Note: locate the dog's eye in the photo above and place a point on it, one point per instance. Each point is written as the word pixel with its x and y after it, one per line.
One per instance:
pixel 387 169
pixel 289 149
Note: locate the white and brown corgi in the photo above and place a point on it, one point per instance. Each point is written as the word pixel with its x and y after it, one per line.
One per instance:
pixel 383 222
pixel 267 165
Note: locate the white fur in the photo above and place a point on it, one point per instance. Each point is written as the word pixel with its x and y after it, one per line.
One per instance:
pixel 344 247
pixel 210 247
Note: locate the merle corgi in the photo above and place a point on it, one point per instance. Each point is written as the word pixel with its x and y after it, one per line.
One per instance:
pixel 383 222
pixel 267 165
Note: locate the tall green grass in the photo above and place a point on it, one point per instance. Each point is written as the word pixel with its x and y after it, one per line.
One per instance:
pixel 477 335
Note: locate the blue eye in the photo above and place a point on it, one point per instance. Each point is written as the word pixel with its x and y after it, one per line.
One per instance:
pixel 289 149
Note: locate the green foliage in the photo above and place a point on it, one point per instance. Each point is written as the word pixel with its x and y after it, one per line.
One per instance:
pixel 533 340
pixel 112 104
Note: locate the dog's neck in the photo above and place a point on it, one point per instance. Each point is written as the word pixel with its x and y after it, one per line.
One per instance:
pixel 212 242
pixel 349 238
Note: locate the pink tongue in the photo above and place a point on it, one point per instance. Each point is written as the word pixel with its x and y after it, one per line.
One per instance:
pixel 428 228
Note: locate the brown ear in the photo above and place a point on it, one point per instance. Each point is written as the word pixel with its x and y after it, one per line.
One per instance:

+===+

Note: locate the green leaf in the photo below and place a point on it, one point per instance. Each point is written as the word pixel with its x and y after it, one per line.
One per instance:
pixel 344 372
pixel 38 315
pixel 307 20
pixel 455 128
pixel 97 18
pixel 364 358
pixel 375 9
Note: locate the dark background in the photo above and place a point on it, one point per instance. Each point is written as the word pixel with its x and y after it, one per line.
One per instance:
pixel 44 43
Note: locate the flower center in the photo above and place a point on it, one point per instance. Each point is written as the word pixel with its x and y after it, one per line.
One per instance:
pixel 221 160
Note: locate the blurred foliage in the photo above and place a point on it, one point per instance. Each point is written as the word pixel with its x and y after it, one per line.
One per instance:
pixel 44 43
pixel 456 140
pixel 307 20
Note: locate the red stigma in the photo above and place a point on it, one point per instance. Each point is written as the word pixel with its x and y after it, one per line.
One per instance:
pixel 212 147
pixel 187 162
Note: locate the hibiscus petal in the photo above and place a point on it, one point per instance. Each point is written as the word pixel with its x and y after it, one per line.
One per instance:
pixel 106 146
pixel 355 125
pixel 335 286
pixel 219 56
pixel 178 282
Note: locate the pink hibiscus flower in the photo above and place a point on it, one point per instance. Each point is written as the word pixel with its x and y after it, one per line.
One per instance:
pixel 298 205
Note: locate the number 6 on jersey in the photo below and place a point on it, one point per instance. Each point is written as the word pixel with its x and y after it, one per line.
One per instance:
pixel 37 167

+===+

• _Direction_: Reproduce the lines starting with the line that contains "Note: locate the tall" and going on through the line that contains "pixel 112 104". Swap "blue eye" for "pale blue eye" and change nothing else.

• _Solution to this task_:
Note: locate the tall green grass in the photo above and place a point on it, one point per instance. Each point is written as the word pixel with its x and y after it, one per line.
One per instance:
pixel 477 335
Note: locate the pale blue eye in the photo above and place a point on it, one point per instance. Each point is written as the word pixel with its x and y after it, one per line.
One per instance:
pixel 289 149
Note: locate the green foliage in the photo above and place a point on it, one point per instance. Each point is written as the word pixel with its x and y after it, one per line.
One per instance:
pixel 533 340
pixel 112 104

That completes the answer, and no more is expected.